[Excerpts from a detection dataset]

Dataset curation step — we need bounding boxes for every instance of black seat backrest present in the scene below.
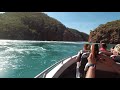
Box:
[79,53,89,78]
[79,53,120,78]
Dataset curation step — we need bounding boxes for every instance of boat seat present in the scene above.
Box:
[79,54,120,78]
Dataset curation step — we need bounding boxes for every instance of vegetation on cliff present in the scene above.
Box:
[89,20,120,44]
[0,12,88,41]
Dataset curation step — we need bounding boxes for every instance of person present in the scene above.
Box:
[83,44,90,51]
[85,45,120,78]
[99,43,107,51]
[85,53,96,78]
[99,43,113,56]
[110,44,120,62]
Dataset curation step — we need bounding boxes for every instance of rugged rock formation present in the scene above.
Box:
[89,20,120,44]
[0,12,88,41]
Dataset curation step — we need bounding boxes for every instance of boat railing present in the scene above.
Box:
[34,56,73,78]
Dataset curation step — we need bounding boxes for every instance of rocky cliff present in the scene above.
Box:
[89,20,120,44]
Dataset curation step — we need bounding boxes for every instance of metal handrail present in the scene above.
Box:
[34,57,72,78]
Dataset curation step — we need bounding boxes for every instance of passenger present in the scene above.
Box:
[83,44,90,51]
[110,46,115,53]
[99,43,113,56]
[110,44,120,63]
[85,50,120,78]
[99,43,107,51]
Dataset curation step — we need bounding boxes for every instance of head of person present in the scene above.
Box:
[101,43,107,49]
[113,44,120,55]
[83,44,90,50]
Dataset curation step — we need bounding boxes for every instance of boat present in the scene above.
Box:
[34,52,120,78]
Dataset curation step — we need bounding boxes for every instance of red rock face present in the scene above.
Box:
[63,30,87,41]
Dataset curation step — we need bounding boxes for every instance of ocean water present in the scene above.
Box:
[0,40,114,78]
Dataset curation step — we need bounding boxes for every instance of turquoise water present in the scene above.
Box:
[0,40,114,78]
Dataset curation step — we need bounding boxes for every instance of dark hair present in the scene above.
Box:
[101,43,107,49]
[84,44,90,50]
[91,44,99,57]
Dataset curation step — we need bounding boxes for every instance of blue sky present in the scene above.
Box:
[45,12,120,34]
[0,12,120,34]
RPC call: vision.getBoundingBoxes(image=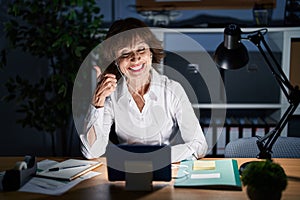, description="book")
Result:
[174,159,242,191]
[36,159,103,181]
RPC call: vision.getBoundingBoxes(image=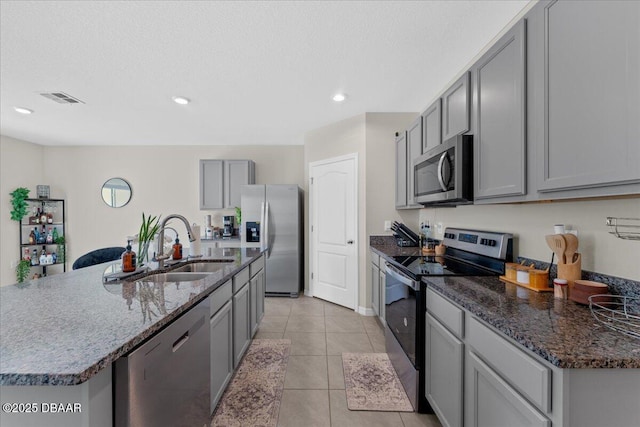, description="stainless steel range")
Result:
[385,228,513,412]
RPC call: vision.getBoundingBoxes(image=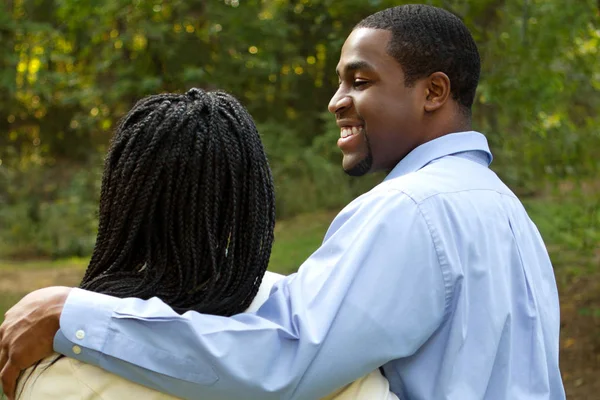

**EXERCISE AIM**
Rename "passenger" to "rider" in the part of the data that opens with the line containing "passenger present in the scene above." and closes with the line containing "[83,44,90,50]", keeping everything else the same, and give back only those lines.

**THE OUTPUT**
Dataset curation step — we need bounding boxes for every instance of rider present in the scene above.
Box:
[83,44,90,51]
[110,46,115,53]
[99,43,113,56]
[110,44,120,63]
[85,50,120,78]
[99,43,107,51]
Dataset curation step — we need bounding boxes for every instance of head of person present in the scene above.
Box:
[101,43,107,49]
[113,44,120,55]
[83,44,90,50]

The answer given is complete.